_WRITTEN TASK_. Edit the entire listing, replacing "in this photo" with "in this image" wherever it appears and keeping everything else the same. Leave the pictures out of your answer.

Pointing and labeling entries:
•••••

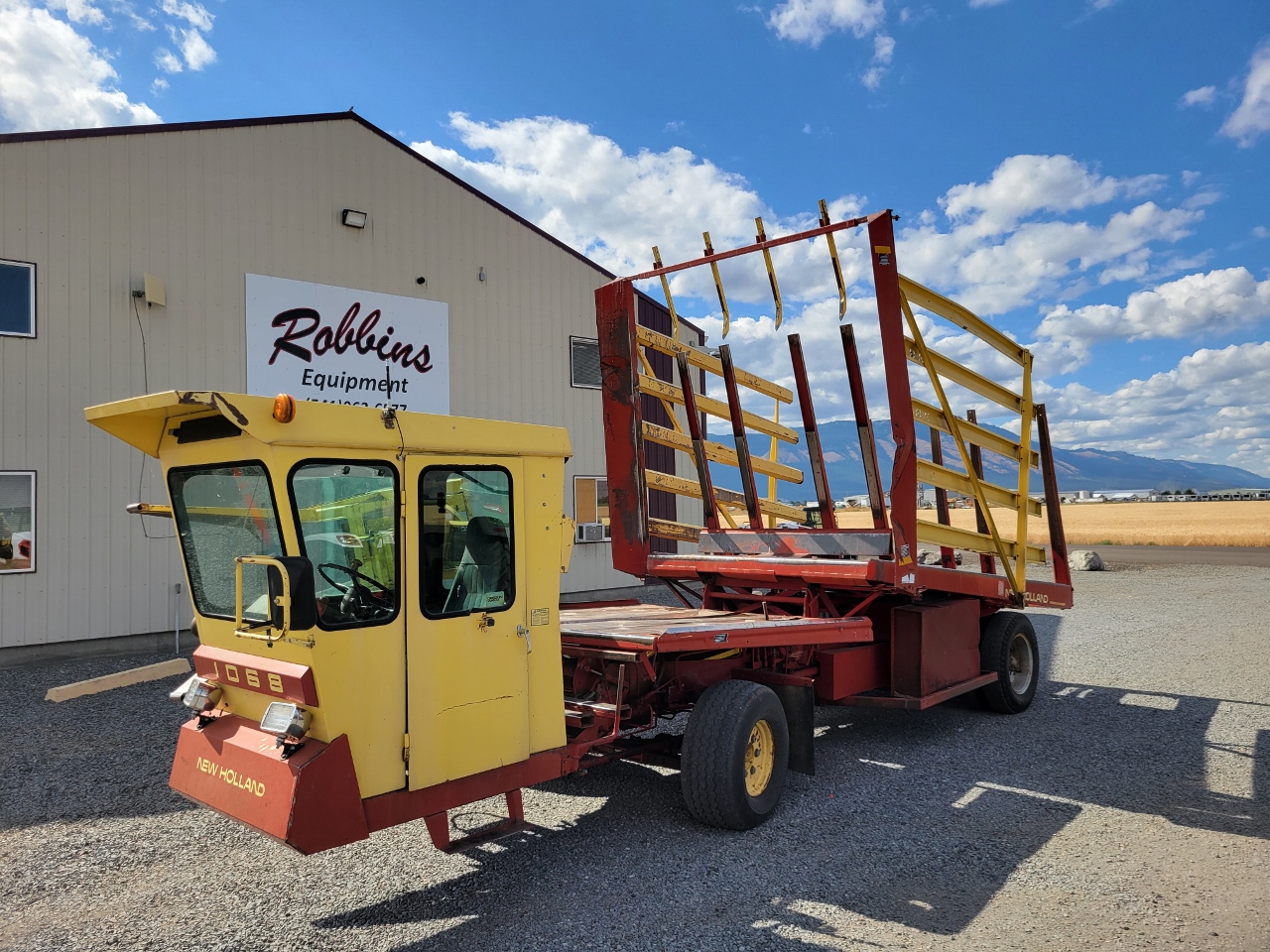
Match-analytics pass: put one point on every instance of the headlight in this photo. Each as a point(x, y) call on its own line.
point(198, 694)
point(285, 720)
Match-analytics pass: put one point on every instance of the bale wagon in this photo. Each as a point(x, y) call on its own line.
point(377, 593)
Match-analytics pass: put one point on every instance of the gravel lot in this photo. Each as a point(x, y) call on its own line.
point(1128, 807)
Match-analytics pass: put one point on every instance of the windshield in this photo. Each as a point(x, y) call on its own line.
point(347, 515)
point(223, 512)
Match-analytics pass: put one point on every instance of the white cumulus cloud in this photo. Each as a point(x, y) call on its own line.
point(79, 10)
point(1205, 95)
point(1214, 303)
point(54, 77)
point(1209, 408)
point(194, 14)
point(613, 206)
point(812, 21)
point(1024, 184)
point(168, 61)
point(195, 50)
point(1252, 116)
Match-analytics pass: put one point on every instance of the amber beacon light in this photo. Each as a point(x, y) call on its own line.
point(284, 408)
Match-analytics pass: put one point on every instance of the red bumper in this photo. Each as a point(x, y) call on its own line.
point(309, 801)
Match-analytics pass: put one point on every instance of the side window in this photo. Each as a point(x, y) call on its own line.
point(467, 543)
point(223, 512)
point(348, 524)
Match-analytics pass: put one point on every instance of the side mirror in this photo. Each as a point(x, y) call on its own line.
point(302, 613)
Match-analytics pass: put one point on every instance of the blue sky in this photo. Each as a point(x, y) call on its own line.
point(1088, 175)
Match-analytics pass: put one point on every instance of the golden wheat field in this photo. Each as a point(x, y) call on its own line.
point(1246, 524)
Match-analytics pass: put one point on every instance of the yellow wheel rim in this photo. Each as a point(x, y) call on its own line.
point(760, 758)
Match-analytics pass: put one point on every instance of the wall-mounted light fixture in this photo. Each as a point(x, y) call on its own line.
point(154, 291)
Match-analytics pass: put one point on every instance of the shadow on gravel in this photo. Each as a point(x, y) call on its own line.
point(99, 756)
point(912, 817)
point(905, 858)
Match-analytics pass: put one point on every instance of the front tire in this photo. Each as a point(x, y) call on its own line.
point(1007, 647)
point(735, 752)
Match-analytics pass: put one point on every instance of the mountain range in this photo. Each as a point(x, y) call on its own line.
point(1076, 468)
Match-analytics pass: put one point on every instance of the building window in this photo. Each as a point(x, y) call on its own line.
point(584, 362)
point(590, 508)
point(223, 512)
point(17, 298)
point(17, 522)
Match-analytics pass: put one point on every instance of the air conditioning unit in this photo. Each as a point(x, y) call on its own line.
point(592, 532)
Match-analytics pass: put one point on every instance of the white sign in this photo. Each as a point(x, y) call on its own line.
point(338, 345)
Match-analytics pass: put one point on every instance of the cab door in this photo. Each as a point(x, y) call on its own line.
point(466, 645)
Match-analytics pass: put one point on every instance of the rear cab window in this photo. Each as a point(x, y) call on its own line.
point(467, 540)
point(347, 516)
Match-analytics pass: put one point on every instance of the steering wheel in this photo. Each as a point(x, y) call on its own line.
point(357, 603)
point(356, 576)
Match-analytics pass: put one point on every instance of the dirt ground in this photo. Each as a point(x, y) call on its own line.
point(1129, 807)
point(1245, 524)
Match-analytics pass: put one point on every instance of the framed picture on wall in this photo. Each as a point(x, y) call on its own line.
point(17, 521)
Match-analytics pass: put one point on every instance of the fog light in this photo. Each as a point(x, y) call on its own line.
point(285, 720)
point(198, 694)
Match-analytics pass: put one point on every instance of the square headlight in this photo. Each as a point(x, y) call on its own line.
point(198, 694)
point(285, 719)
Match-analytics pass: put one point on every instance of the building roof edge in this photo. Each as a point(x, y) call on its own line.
point(149, 128)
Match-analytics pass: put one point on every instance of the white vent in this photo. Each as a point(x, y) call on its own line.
point(584, 359)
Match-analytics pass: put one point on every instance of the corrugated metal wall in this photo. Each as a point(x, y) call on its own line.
point(200, 208)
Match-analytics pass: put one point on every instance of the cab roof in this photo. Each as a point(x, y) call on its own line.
point(143, 421)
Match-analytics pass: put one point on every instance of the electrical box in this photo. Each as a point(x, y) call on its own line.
point(934, 645)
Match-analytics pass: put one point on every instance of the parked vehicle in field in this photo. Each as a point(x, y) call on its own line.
point(377, 593)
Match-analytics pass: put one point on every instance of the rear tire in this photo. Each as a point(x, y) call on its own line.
point(1007, 647)
point(735, 752)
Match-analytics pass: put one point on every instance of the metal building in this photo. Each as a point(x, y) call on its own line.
point(140, 258)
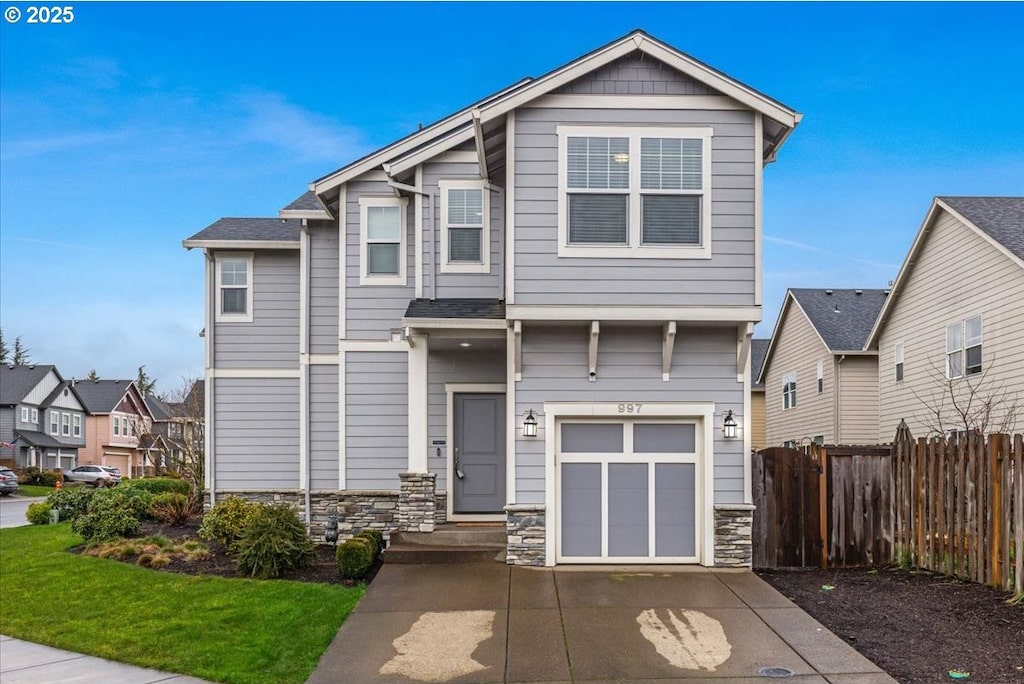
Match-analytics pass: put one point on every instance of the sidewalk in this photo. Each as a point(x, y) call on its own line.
point(26, 661)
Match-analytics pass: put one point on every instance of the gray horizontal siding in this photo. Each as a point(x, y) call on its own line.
point(554, 369)
point(462, 285)
point(455, 367)
point(256, 433)
point(324, 427)
point(542, 278)
point(376, 419)
point(271, 340)
point(324, 281)
point(371, 311)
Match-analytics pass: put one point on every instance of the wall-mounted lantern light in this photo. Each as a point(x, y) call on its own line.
point(729, 426)
point(529, 424)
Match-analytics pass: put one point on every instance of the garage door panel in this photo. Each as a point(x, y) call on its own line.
point(675, 510)
point(581, 510)
point(628, 504)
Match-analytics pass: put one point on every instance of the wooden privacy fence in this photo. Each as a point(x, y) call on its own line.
point(960, 506)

•••••

_EXPECTED OUTPUT_.
Match-analytics pass: put one point on every instance of the headlight in this image. Each as a point(x, y) call on its own line.
point(198, 694)
point(285, 720)
Match-analytics pass: put one point on every instance of the bale wagon in this image. Each as a point(x, y) call on its own line.
point(377, 593)
Match-analytics pass: put one point on every instance of the gravel lot in this image. Each as a point(x, y) call on its own line.
point(1128, 807)
Match-analytics pass: put one point on every instance of the windshield in this image. Each as a point(x, y) call on its own line.
point(347, 515)
point(223, 512)
Match-analytics pass: put one point on every instance of the white cumulus cloud in this image. Each as a point(x, y) call on its own line.
point(79, 10)
point(1205, 95)
point(1214, 303)
point(54, 77)
point(1209, 408)
point(194, 14)
point(613, 206)
point(812, 21)
point(1024, 184)
point(168, 61)
point(195, 50)
point(1252, 116)
Match-analytics pass: put one point on every instance of the amber beacon light in this image. Each as a point(x, y) call on its own line.
point(284, 408)
Match-analytics pass: put one point on every instance of the red bumper in this image. Each as a point(x, y) call on its own line.
point(309, 801)
Match-analytics pass: put one point on every instance of the side window in this image. Each as a point(x, y) call on its own line.
point(467, 543)
point(223, 512)
point(348, 524)
Match-analytics pass: put one point on every instance of the side mirror in this image. Each as a point(x, y) call on its own line.
point(302, 613)
Match-analytics pass: put one point on every instance of the blue sky in this image. Each as a point(x, y) call on its own line.
point(1088, 175)
Match-analytics pass: put one point on every instance of the golden wheat field in this image. Each as a point(x, y) call on its own line.
point(1246, 524)
Match-analytics pass: put one point on every instance of the yellow wheel rim in this image. Each as a point(x, y) call on its own line.
point(760, 758)
Match-analytics pass: put one point on every instance of the wall-mounted light fixture in this image. Each as a point(x, y) call on its own line.
point(154, 291)
Match-analytics pass: put one point on every instance of the shadow on gravel in this image. Each as a point(x, y) call on its own line.
point(99, 756)
point(912, 817)
point(905, 858)
Match-analytics pass: put one point on every instance of the front tire in this image. Each as a point(x, y) call on its own line.
point(1007, 647)
point(735, 752)
Match-analytics pass: put one point on every instance of the mountain range in this image. Each as a point(x, y) call on its own line.
point(1076, 468)
Match-analytics pass: put one point on every instance of the building window in this image. Each as a point(x, y) call on its own line.
point(584, 362)
point(590, 508)
point(223, 512)
point(17, 298)
point(17, 522)
Match-analytics pass: put one point on every instance of the air conditioning unit in this image. Each as a point(x, y) call on its own line.
point(592, 532)
Match-analytics pass: put one point on every instance of the white sign in this image. Each as a point(x, y) call on its own line.
point(338, 345)
Match-analytics pass: put one point on every instance of the cab door in this image. Each as a point(x, y) call on its own line.
point(466, 645)
Match-analytics pass: put one point on every instance of the rear cab window in this image. Each as a point(x, y) call on its own line.
point(467, 540)
point(347, 516)
Match-analytics pass: put one point on every instance of the steering wheel in this image. Each as a point(x, y) call on its own line.
point(357, 603)
point(356, 576)
Match-analytics pass: put one point on every instance of the dirt ground in this image. Each as a point(x, y) call on its own line.
point(1129, 807)
point(1245, 524)
Match-analytics pass: put one point on every instance of the framed picture on wall in this image. Each as a point(x, y) call on its own line.
point(17, 521)
Match-analytics pass: put one point on every instance of the fog light in this image. Each as a point(x, y) call on its own line.
point(285, 720)
point(198, 694)
Match-analytics pass: put one point on every instance of the square headlight in this image. Each as a point(x, y) call on its own line.
point(198, 694)
point(285, 719)
Match-analytics pass: put one point on every instance of the building roof edge in this image. Each as a point(x, y) call on its own line.
point(149, 128)
Match-analytics pass: put one point on every instance of the white vent in this image. Each as a point(x, y) call on its own line.
point(584, 359)
Match-analytics pass: put one point on every instance of the corrugated metal wall in this image. Each as a point(x, y) call on its own line.
point(200, 208)
Match-analytics pass: put one point on every instance of the cab roof in this image. Each as a point(x, y) call on its own line.
point(143, 421)
Match-analytics pass: put one point on every instance of the electrical box in this image. Each as a point(x, y) call on its own line.
point(934, 645)
Match-analytics pass: put one point on every instance of the parked vehicle in field in this image. Each as a point(x, y) call on its own line.
point(377, 593)
Match-analytics pass: put one point on every instance of the rear tire in this image. Each as a point(x, y) call on its own line.
point(1007, 647)
point(735, 752)
Match-analytics pass: put one point on every instance of the metal building in this image. Each as a point(x, y) call on its own line.
point(140, 258)
Match-analytics pass: put one point on every instance of the sidewalk in this image. Each as a point(x, y) call on its own line.
point(26, 661)
Match-analytics pass: put one point on every instance of the gray horizontal siding in this image. Each as a point(x, y) call on its own line.
point(554, 369)
point(462, 285)
point(455, 367)
point(256, 433)
point(324, 427)
point(542, 278)
point(376, 419)
point(271, 340)
point(324, 281)
point(371, 311)
Match-analytics pass: put one point on every instance of the wall-mounted lantern light in this image. Each as a point(x, y) call on its own line.
point(729, 426)
point(529, 424)
Match-analytics pass: put one point on every instance of the garage door panel in this image. Each as a point(x, y) call on its own line.
point(675, 510)
point(581, 510)
point(628, 504)
Match-analytics pass: put one point on every instance of the wooden privacy fence in this image. Each as a point(x, y) call on its own line.
point(960, 506)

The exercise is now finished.